Obama Asks for Prayer on Budget Deal
BANGKOK, Thailand - Taking a break from deficit negotiations for a whirlwind tour of southeast Asia, President Obama joked this afternoon as he toured a sacred Buddhist temple that he could use some prayer to help reach a budget deal.
"We're working on this budget, we're going to need a lot of prayer for that," the president told a monk at the Wat Pho Royal Monastery.
The president later explained the quip at a joint press conference with Prime Minister Yingluck Shinawatra. "I always believe in prayer," he said. "If a Buddhist monk is wishing me well, I'm going to take whatever good vibes he can give me to try to deal with some challenges back home."
Shortly after arriving in Bangkok, Obama, accompanied by Secretary of State Hillary Clinton, toured the Viharn of the Reclining Buddha, one of the most famous sites in Thailand, and the Eastern Viharn Phra.
Obama and Clinton talked softly with the robed monk as they walked, shoe-less, through the holy temple,
Continuing their private tour through an ornate courtyard known as the Phra Maha Chedi Group Clinton remarked "what a peaceful place" it was.
"If you have 80,000 people here it's not so peaceful," the president noted. "This is kind of a treat."
The president also met and exchanged gifts with ailing King Bhumibol Adulyadej. The president greeted the 84-year-old king at the Siriraj hospital, where he has lived since 2009.
"It's a great honor to meet with you," Obama said. "Thank you so much for taking the time to do this. We send greetings from all the people of the United States who are so grateful for the friendship of our two countries and are great admirers of yours - your wisdom and your leadership."
The king gave Obama several gifts including one for the First Lady. "Oh, thank you, Michelle, my wife [will] appreciate it," Obama said.
"She'll look very good in that color, Mr. President," Clinton remarked.
In return, the president gave the king a photo album with pictures of all the U.S. presidents and first ladies he has met, starting with Dwight Eisenhower and continuing through George W Bush.
"We left the last page blank," Obama said, so they could add a photo of themselves.

[Dataset entries]

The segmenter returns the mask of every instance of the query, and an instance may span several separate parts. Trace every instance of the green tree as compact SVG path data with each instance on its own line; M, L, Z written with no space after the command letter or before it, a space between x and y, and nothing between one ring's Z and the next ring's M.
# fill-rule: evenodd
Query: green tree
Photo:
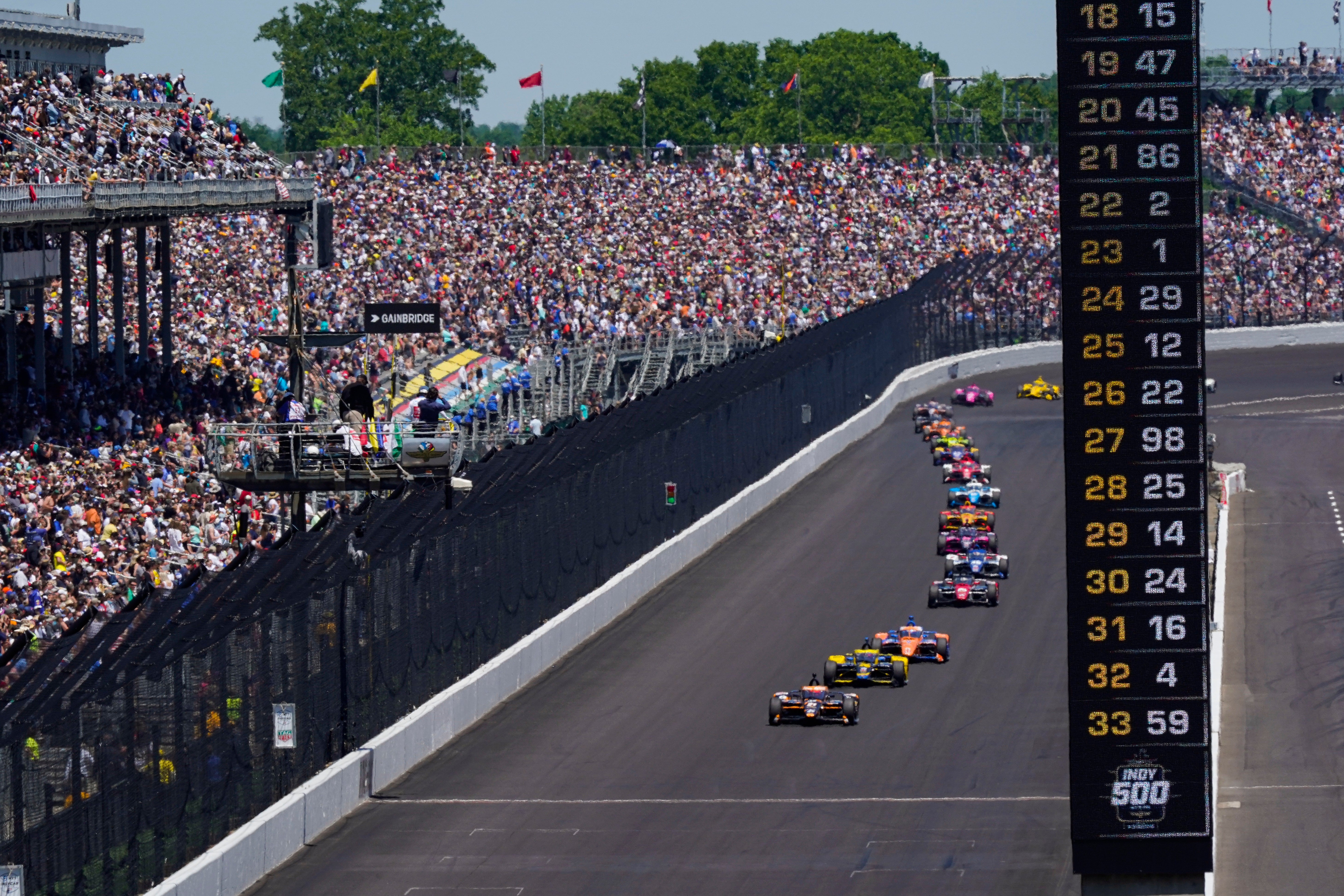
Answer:
M285 69L286 142L378 142L375 91L359 90L375 63L382 120L394 133L450 140L469 128L495 63L444 26L442 11L442 0L380 0L376 9L363 0L312 0L262 23L257 40L276 42ZM461 83L446 83L446 69L458 70Z
M813 40L714 42L695 62L650 59L614 91L551 97L548 144L640 142L640 71L646 75L648 141L794 142L800 107L806 142L923 142L931 138L926 71L948 73L938 54L911 47L895 34L833 31ZM782 85L798 73L800 93ZM528 111L524 138L540 142L540 103Z

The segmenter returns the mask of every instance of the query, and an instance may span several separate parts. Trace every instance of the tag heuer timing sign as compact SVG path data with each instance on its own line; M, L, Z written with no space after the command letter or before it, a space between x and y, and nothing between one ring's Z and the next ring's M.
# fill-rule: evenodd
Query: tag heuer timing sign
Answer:
M366 333L437 333L438 304L364 305Z

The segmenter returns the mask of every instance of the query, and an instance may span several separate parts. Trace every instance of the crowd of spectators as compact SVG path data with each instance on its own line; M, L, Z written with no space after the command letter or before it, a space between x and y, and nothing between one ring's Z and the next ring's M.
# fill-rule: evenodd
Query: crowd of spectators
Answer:
M113 105L113 97L159 91L176 101L184 91L164 79L103 75L94 86L102 98L90 98L78 83L70 90L39 81L4 82L19 98L11 120L27 121L40 105L35 98L46 95L58 113L85 109L86 129L97 124L106 133L105 122L125 109L128 122L149 114ZM51 133L47 111L38 109L36 136ZM180 111L167 118L191 130L190 106L187 118ZM1328 200L1337 168L1327 164L1339 164L1332 128L1214 116L1210 156L1222 152L1226 161L1241 150L1239 164L1261 163L1255 171L1277 179L1284 193ZM175 152L118 150L117 159L160 150ZM95 153L90 172L98 169ZM1318 159L1316 180L1282 180L1301 177L1277 164L1290 154L1309 165ZM560 154L515 165L497 156L462 163L445 148L333 148L290 173L317 177L337 210L337 265L301 275L305 329L358 329L368 301L438 302L444 321L438 333L314 352L305 391L319 402L335 403L360 372L376 387L392 364L418 369L464 347L509 359L659 332L806 328L903 290L956 257L999 259L962 290L958 316L1004 329L1030 320L1046 334L1058 317L1058 175L1048 156L896 160L837 146L828 159L809 159L789 148L746 148L680 164ZM1282 322L1304 308L1339 316L1333 243L1222 200L1210 207L1206 228L1206 297L1220 322ZM134 277L129 231L126 239L125 270ZM83 271L89 247L78 236L73 243L73 267ZM129 375L109 369L108 321L99 361L91 363L77 277L77 368L62 371L59 321L48 312L46 396L32 388L31 356L20 357L19 387L7 394L0 420L9 453L0 474L5 642L20 630L51 637L90 607L108 610L136 587L168 584L192 566L218 570L243 541L266 547L278 536L278 501L222 490L206 469L202 435L214 420L273 419L293 387L284 352L258 339L288 328L282 244L281 222L267 214L175 223L171 369L160 364L157 328L141 345L134 314ZM151 258L153 251L151 239ZM99 275L105 283L108 271ZM133 296L133 285L125 292ZM157 289L149 294L157 321ZM56 300L54 287L47 308L58 308ZM520 325L526 344L505 341L505 328ZM31 320L17 328L17 344L30 345Z
M845 148L827 160L775 150L700 165L513 167L460 164L444 149L371 156L341 149L297 165L337 208L337 266L302 277L305 328L356 329L366 301L401 300L439 302L444 329L314 355L308 392L319 400L366 369L378 383L398 360L414 365L462 347L508 357L509 324L528 326L523 352L660 330L810 326L954 255L1034 255L997 298L1038 318L1056 313L1048 159L895 161ZM82 271L86 247L73 243ZM222 492L204 469L202 434L211 420L270 419L293 386L284 352L257 339L288 326L282 243L265 214L176 222L171 371L159 365L156 330L138 364L132 325L132 372L113 376L108 321L91 364L77 279L78 364L62 372L48 313L46 402L22 371L19 400L0 422L0 441L17 451L0 482L7 635L50 637L90 606L125 600L136 583L164 584L192 564L219 568L243 539L265 547L276 537L278 504L250 496L241 505ZM151 296L157 321L157 290ZM968 297L986 301L995 297ZM31 326L19 324L20 345Z
M5 183L271 177L282 173L185 79L28 71L0 62Z
M1344 223L1344 129L1337 117L1210 107L1204 157L1222 179L1336 232Z

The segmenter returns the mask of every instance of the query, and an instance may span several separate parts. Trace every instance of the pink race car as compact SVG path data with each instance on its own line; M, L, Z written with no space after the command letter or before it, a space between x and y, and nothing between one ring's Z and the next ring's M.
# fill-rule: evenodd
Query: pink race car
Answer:
M966 386L953 392L952 403L965 404L966 407L972 407L974 404L984 404L985 407L991 407L995 403L995 394L991 392L989 390L982 390L974 383L972 383L970 386Z

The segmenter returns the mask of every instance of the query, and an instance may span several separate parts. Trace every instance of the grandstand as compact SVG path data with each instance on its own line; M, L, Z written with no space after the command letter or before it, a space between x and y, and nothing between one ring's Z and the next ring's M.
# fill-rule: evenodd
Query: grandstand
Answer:
M9 34L19 36L0 42L0 90L20 114L0 122L8 180L0 184L0 447L9 453L0 524L11 548L0 562L0 674L11 697L52 717L74 684L62 680L58 693L48 680L69 668L67 656L91 674L105 654L75 645L91 643L102 626L152 604L163 626L152 643L177 645L187 639L173 627L179 618L153 600L175 588L196 595L263 551L277 551L261 556L284 575L317 564L316 552L298 557L286 545L312 523L353 529L349 513L366 494L401 489L425 467L458 472L539 431L668 390L685 395L718 367L922 282L910 304L921 360L1058 337L1055 125L1048 110L1009 93L1009 82L1025 79L1005 79L1007 144L981 144L981 110L938 95L935 82L933 145L703 146L685 148L677 164L644 164L617 146L548 157L524 148L516 164L445 146L277 159L220 124L180 77L82 82L79 52L94 71L106 69L108 48L136 42L136 30L0 13L0 35ZM1230 59L1206 67L1207 90L1267 97L1344 86L1337 54L1305 66L1286 55ZM1333 277L1344 261L1335 121L1212 113L1208 132L1206 175L1223 189L1206 222L1210 325L1344 317L1344 286ZM1289 157L1301 161L1279 164ZM301 270L310 266L300 263L308 259L298 255L298 227L321 199L336 210L337 265ZM934 271L937 292L926 279ZM437 302L444 326L336 344L358 334L368 301ZM301 333L328 344L285 351ZM341 396L362 373L380 419L345 416ZM433 439L407 419L410 400L429 386L453 403ZM308 416L289 430L277 419L288 392ZM434 442L410 449L426 457L448 454L417 466L390 450L407 450L402 439ZM310 497L284 505L273 492L294 480ZM297 543L312 547L316 537ZM324 564L345 562L344 545L324 543L321 552ZM274 588L258 594L235 588L228 599L263 618L274 610L266 602L281 598ZM344 662L323 615L339 599L313 600L306 649L321 654L317 662ZM220 606L216 621L233 609ZM215 619L214 609L198 613L190 619ZM235 622L219 622L216 643L235 637ZM81 631L89 641L60 643ZM97 649L114 652L120 634L109 627ZM345 643L341 634L340 650ZM136 657L144 650L137 643ZM211 699L227 690L220 670L194 674ZM230 707L220 704L214 721L200 713L207 737L243 727ZM259 736L258 719L246 725ZM43 750L70 750L69 732L39 735ZM152 756L184 755L161 732L128 737L140 771L165 762ZM332 735L304 762L351 747L347 733ZM28 823L66 842L83 772L30 766L39 790L62 797L30 794L17 811L27 821L5 837L22 840ZM266 782L276 794L297 783L276 768ZM153 774L141 776L153 785ZM173 782L160 779L168 790ZM249 811L265 805L249 799ZM109 830L113 815L102 817ZM245 818L222 811L211 822L218 830L194 833L191 848L153 846L142 880ZM112 840L98 842L89 849ZM108 848L114 853L122 856ZM62 873L91 873L69 864Z

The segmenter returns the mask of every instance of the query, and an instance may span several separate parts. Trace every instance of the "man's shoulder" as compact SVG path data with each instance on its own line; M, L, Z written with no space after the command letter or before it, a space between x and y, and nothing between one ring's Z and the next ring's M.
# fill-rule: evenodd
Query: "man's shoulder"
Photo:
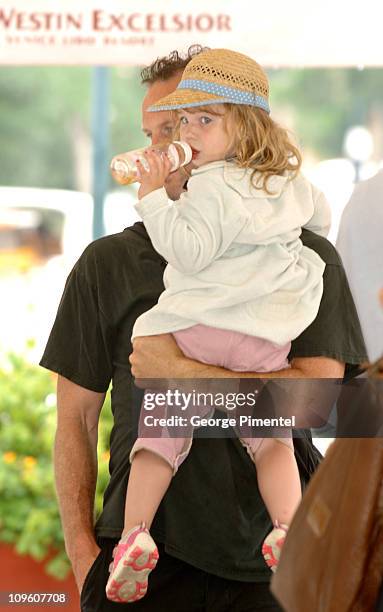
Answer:
M342 267L342 260L338 251L327 238L323 238L323 236L319 236L319 234L308 229L303 229L301 240L306 247L318 253L326 265Z

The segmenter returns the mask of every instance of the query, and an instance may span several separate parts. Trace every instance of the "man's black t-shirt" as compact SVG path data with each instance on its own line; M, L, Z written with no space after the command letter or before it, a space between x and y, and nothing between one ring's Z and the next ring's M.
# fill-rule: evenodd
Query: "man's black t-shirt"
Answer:
M339 256L312 232L303 230L302 241L326 263L324 294L317 318L292 343L290 357L327 356L346 362L351 372L366 360L366 352ZM142 398L130 372L131 333L136 318L163 291L165 265L142 223L89 245L68 277L41 360L42 366L93 391L107 391L112 381L111 479L96 524L102 537L119 537L123 527L129 453ZM198 438L151 532L169 554L195 567L263 582L270 570L260 547L269 530L254 464L240 442Z

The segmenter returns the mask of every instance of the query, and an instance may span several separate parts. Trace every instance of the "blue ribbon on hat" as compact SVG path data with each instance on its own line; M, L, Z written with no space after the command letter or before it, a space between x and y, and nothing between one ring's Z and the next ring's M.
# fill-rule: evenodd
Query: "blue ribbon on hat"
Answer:
M249 106L257 106L262 108L267 113L270 113L269 103L263 96L255 94L251 91L243 91L236 87L228 87L211 81L200 81L198 79L185 79L181 81L177 89L195 89L205 93L220 96L220 100L206 100L199 102L187 102L185 104L165 104L163 106L150 107L149 111L172 110L175 108L190 108L191 106L205 106L206 104L219 104L223 102L231 102L232 104L248 104Z

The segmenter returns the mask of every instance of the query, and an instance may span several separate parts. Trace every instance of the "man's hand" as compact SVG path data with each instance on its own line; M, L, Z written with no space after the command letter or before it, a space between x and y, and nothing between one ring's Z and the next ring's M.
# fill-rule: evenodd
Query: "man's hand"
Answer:
M171 172L166 179L164 187L168 197L173 202L179 200L181 193L186 191L186 183L193 168L195 168L193 162L187 164L187 166L181 166L176 172Z
M146 149L145 158L149 166L148 170L144 168L140 160L137 160L137 168L140 173L139 181L141 183L138 190L139 200L148 193L163 187L172 167L168 156L158 150Z

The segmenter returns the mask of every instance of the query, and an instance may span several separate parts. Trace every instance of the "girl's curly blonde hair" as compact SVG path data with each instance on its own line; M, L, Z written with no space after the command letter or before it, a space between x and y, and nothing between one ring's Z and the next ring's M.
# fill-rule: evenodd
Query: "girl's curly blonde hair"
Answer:
M218 106L218 105L217 105ZM189 113L207 112L220 115L217 106L186 108ZM242 104L220 104L224 107L224 126L235 127L232 132L231 151L234 161L241 168L253 170L251 181L255 188L267 188L267 181L275 174L287 173L290 179L297 176L302 165L299 149L291 142L287 130L278 125L264 110ZM177 112L182 112L182 110ZM179 125L177 125L179 134Z

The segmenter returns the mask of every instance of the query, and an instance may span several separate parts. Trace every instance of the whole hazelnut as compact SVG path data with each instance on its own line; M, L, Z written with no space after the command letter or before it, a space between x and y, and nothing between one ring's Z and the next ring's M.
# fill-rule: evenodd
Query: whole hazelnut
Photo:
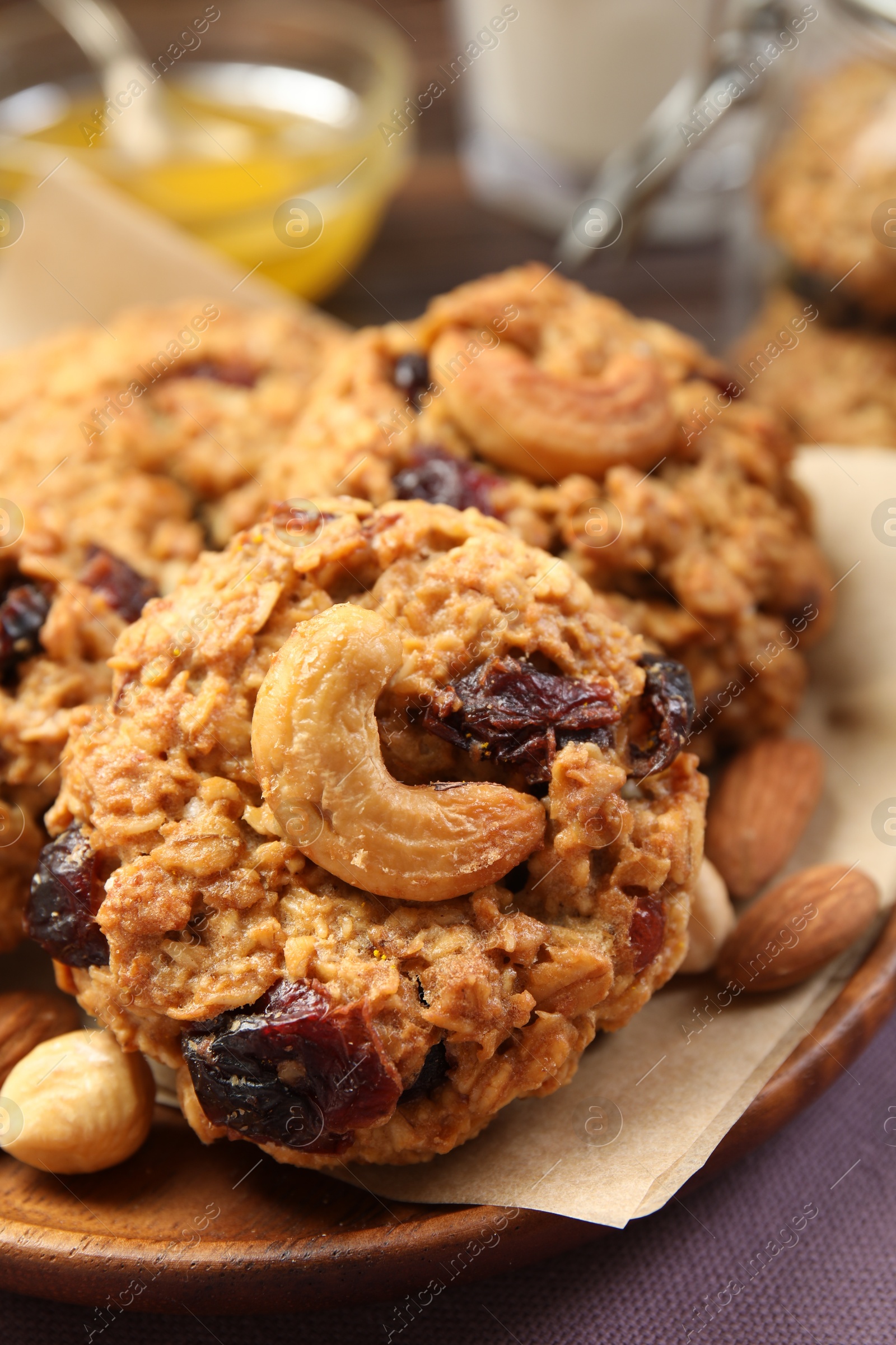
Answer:
M149 1132L154 1083L142 1056L110 1032L42 1041L3 1085L0 1147L32 1167L95 1173L124 1162Z

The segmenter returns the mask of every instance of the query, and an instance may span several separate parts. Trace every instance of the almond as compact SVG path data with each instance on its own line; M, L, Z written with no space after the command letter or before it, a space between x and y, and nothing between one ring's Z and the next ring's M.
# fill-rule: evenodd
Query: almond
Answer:
M723 944L716 975L748 991L795 986L848 948L877 905L877 884L858 869L801 869L750 907Z
M0 1085L40 1041L78 1028L78 1006L62 995L13 990L0 995Z
M802 738L760 738L713 790L707 854L732 897L752 897L793 854L815 811L825 761Z

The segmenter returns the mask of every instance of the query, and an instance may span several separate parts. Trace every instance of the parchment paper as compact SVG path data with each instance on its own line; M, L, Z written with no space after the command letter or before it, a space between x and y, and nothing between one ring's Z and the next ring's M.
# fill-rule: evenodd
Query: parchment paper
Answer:
M896 453L803 448L797 475L815 504L838 608L810 656L810 691L793 725L826 753L825 794L785 872L858 862L889 905L896 823L893 837L880 823L876 834L872 818L893 795L896 819L896 535L888 545L872 516L892 499L896 519ZM705 1162L868 942L803 986L723 1007L711 978L673 979L622 1032L588 1048L568 1088L512 1103L478 1139L424 1167L357 1176L382 1196L520 1205L621 1228Z
M0 346L129 303L208 295L292 303L102 183L63 164L19 202L23 237L0 256ZM811 654L794 721L827 757L822 803L789 870L861 863L896 894L896 453L811 447L797 475L814 500L837 617ZM877 511L877 514L876 514ZM896 533L896 522L893 523ZM892 798L891 798L892 796ZM877 810L877 811L876 811ZM896 820L892 827L896 833ZM720 1007L712 978L681 978L586 1052L567 1088L505 1108L476 1141L414 1167L363 1167L383 1196L529 1206L622 1227L674 1197L818 1021L864 944L794 990Z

▸ ABOUT THIS EXERCISE: Could you reproduce the passage of the Obama budget article between "Obama Asks for" and "a budget deal.", inclusive?

▸ ANSWER SECTION:
Obama Asks for Prayer on Budget Deal
BANGKOK, Thailand - Taking a break from deficit negotiations for a whirlwind tour of southeast Asia, President Obama joked this afternoon as he toured a sacred Buddhist temple that he could use some prayer to help reach a budget deal.